▶ Explorer le matériau
(1) Dites si les affirmations suivantes concordent avec le texte sur Tartuffe. Répondez par oui ou par non et citez les mots décisifs du texte : (a) la version présentée à Louis XIV comptait trois actes ; (b) Molière a obtenu l’accord en supprimant des scènes ; (c) dans la version en cinq actes, Tartuffe n’est pas puni.
(2) Relevez, s'il vous plaît, tout ce que Molière a introduit dans la pièce selon la phrase du texte sur Tartuffe qui contient « en introduisant ».
(3) Poursuivez le texte sur Tartuffe à partir de sa dernière phrase.

▶ Texte extrait

►

On a « retrouvé la trace » de l’original de Tartuffe, la pièce en trois actes que Molière avait présentée à Louis XIV, que sa Majesté avait refusée et que Molière avait dû modifier, en y ajoutant deux actes pour ne pas trop fâcher l’Eglise – elle avait encore son mot à dire dans la conduite de l’Etat c’est moi.

Pendant près de quatre siècles, Tartuffe a été joué dans sa version je n’ose pas dire censurée, parce que, généralement, quand on censure, on coupe, on caviarde, or pour Tartuffe, c’est au contraire en introduisant des scènes, des intrigues et surtout des fins que Molière a finalement réussi à faire avaler la pilule. Dans cette pièce convenable, en cinq actes, la fin semble heureuse : le méchant Tartuffe est puni mais bénéficie de l’indulgence de celui qu’il avait séduit et floué.

◄

▶ Contenu des données

►

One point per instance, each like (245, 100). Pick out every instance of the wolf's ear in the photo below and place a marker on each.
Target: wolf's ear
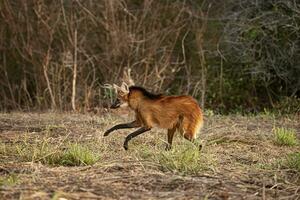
(117, 88)
(125, 88)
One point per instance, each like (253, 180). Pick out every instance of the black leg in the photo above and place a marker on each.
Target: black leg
(133, 124)
(170, 138)
(134, 134)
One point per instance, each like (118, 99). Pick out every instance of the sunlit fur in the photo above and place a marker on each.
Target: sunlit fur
(180, 113)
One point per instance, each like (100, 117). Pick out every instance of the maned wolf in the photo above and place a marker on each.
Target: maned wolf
(180, 113)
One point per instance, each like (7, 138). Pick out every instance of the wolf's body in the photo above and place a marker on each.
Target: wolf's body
(173, 113)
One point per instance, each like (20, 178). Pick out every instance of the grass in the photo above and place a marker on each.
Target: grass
(285, 137)
(293, 161)
(66, 155)
(184, 159)
(77, 155)
(9, 180)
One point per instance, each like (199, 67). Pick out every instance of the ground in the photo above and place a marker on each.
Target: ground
(239, 159)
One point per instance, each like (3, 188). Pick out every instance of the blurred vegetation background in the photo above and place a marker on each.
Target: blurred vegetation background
(234, 55)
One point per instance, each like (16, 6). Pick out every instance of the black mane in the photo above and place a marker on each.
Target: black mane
(147, 94)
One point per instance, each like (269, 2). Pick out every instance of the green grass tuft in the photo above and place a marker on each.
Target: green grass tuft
(285, 137)
(185, 159)
(48, 153)
(293, 161)
(9, 180)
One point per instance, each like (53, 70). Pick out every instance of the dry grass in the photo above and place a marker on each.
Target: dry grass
(239, 159)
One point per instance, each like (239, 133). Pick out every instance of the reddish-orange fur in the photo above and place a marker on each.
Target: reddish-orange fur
(180, 113)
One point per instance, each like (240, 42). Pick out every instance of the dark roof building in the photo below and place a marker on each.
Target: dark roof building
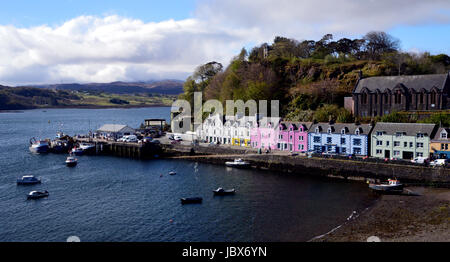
(377, 96)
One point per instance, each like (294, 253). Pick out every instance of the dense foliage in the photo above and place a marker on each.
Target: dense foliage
(309, 76)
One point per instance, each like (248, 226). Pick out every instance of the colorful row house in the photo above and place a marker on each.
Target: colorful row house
(401, 140)
(293, 137)
(440, 143)
(339, 138)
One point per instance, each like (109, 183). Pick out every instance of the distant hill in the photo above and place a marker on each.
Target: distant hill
(164, 87)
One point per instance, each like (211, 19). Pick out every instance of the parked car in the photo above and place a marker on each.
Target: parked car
(419, 160)
(439, 162)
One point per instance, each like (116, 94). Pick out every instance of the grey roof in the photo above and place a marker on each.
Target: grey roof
(337, 128)
(113, 128)
(437, 135)
(416, 82)
(410, 129)
(297, 124)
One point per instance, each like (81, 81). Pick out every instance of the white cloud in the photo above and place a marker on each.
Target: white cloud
(113, 48)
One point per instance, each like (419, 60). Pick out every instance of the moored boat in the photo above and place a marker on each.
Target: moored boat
(77, 151)
(37, 194)
(28, 180)
(237, 163)
(393, 186)
(71, 161)
(221, 192)
(191, 200)
(38, 146)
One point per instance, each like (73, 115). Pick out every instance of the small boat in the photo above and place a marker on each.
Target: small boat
(28, 180)
(71, 161)
(87, 146)
(393, 186)
(221, 192)
(37, 194)
(38, 146)
(191, 200)
(77, 151)
(237, 163)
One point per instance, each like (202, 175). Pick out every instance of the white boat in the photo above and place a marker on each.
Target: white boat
(86, 146)
(237, 163)
(39, 146)
(28, 180)
(37, 194)
(393, 186)
(71, 161)
(77, 151)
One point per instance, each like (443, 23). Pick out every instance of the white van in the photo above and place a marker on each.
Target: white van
(439, 162)
(419, 160)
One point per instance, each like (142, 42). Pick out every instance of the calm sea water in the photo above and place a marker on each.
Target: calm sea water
(117, 199)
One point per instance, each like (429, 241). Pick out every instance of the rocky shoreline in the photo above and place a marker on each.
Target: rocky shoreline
(400, 218)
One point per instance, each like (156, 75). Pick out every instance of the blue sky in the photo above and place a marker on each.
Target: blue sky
(25, 13)
(65, 41)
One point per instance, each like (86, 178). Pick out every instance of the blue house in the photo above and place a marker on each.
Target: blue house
(339, 138)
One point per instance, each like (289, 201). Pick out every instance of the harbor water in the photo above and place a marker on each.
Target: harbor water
(117, 199)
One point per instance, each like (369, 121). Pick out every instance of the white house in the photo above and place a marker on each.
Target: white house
(115, 130)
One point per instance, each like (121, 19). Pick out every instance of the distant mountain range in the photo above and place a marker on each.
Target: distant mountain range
(165, 87)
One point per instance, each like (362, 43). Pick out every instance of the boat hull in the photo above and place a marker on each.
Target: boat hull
(387, 188)
(191, 200)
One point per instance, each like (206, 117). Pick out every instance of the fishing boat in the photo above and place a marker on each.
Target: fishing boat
(76, 151)
(38, 146)
(37, 194)
(87, 146)
(393, 186)
(191, 200)
(28, 180)
(239, 163)
(222, 192)
(71, 161)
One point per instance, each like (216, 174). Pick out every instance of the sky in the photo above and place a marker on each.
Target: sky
(67, 41)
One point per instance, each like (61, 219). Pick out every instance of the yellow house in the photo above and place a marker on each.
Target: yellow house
(440, 144)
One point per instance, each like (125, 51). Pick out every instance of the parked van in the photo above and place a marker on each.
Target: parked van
(419, 160)
(439, 162)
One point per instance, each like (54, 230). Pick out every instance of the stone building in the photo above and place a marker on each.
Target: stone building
(378, 96)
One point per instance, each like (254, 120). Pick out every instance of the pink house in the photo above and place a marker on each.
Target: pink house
(293, 136)
(265, 135)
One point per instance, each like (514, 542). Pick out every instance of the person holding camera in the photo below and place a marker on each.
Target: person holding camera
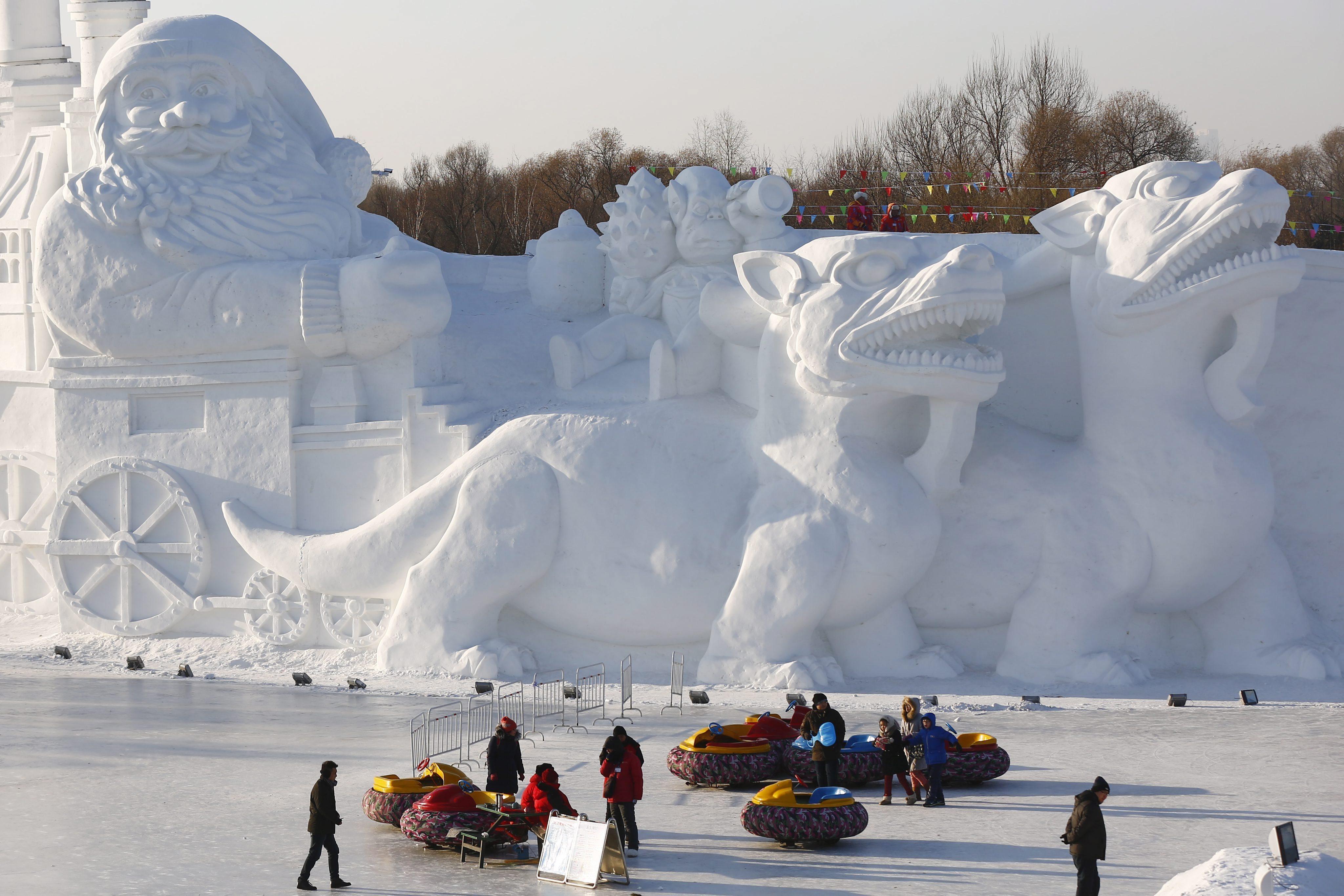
(1085, 833)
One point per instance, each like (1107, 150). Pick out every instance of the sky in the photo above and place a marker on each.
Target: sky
(416, 77)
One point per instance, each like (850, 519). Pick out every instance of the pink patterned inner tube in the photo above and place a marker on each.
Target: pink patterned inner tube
(388, 808)
(793, 824)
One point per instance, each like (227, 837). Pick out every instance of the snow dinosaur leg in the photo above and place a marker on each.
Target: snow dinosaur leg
(1261, 626)
(502, 539)
(789, 576)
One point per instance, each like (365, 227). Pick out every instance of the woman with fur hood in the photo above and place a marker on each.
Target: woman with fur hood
(894, 761)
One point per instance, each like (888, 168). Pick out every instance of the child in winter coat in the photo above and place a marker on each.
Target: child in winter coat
(505, 760)
(894, 761)
(623, 784)
(936, 754)
(543, 794)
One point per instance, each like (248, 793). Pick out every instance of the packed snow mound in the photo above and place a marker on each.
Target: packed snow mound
(1231, 872)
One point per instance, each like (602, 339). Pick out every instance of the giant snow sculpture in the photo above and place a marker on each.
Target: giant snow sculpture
(683, 520)
(1163, 504)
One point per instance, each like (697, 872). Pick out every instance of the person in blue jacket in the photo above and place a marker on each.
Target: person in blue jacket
(936, 754)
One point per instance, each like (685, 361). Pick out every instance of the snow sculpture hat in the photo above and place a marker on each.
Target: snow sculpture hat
(257, 68)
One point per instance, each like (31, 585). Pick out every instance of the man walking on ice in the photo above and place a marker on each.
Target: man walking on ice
(322, 824)
(1086, 836)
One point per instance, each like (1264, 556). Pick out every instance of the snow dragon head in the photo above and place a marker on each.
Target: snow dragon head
(1170, 234)
(885, 312)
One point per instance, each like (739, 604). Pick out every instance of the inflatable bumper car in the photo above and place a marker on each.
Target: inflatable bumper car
(861, 761)
(440, 819)
(393, 796)
(980, 760)
(724, 755)
(824, 815)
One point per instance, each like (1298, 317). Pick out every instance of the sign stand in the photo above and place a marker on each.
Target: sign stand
(582, 853)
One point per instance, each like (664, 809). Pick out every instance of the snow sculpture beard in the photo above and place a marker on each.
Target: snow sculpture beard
(267, 199)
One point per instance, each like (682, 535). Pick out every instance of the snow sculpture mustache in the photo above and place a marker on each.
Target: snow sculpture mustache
(756, 534)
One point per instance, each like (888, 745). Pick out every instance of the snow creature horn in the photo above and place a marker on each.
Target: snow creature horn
(640, 235)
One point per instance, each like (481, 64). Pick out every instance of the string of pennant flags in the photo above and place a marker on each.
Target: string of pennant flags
(945, 180)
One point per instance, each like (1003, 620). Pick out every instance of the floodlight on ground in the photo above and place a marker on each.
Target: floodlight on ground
(1283, 843)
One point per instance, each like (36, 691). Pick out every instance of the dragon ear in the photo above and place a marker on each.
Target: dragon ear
(1074, 223)
(773, 280)
(677, 198)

◄

▶ Résultats par tâche
(1)
(a) Oui : « la pièce en trois actes que Molière avait présentée à Louis XIV ».
(b) Non : « c’est au contraire en introduisant des scènes, des intrigues et surtout des fins ».
(c) Non : « le méchant Tartuffe est puni ».

(2)
Des scènes
Des intrigues
Des fins

(3)
Mais voilà qu’à partir de certains documents d’époque, les chercheurs Georges Forestier et Claude Bourqui, responsables de la nouvelle édition des oeuvres complètes de Molière dans La Pléiade, parue en 2010, ont pu reconstituer le profil de la pièce originale, interdite, tabou. En suivant le raisonnement des deux chercheurs, et pourquoi ne pas leur faire confiance tant ce qu’ils « retrouvent » est lumineux, s’impose plus qu’une proposition : Tartuffe baise tout le monde, au propre et au figuré. Après avoir séduit la femme et la fille d’Orgon qui l’avait tiré de la misère, il dépouille celui-ci de tous ses biens, jusqu’à le chasser de sa propre maison, lui et sa famille.

On en a connu des vilains manants qui s’introduisent ainsi dans les cercles restreints du pouvoir pour y régner sans partage. On a eu la version hideuse et poilue de Raspoutine, avant la version beauté fatale de Terence Stamp dans le Théorème de Pier Paolo Pasolini.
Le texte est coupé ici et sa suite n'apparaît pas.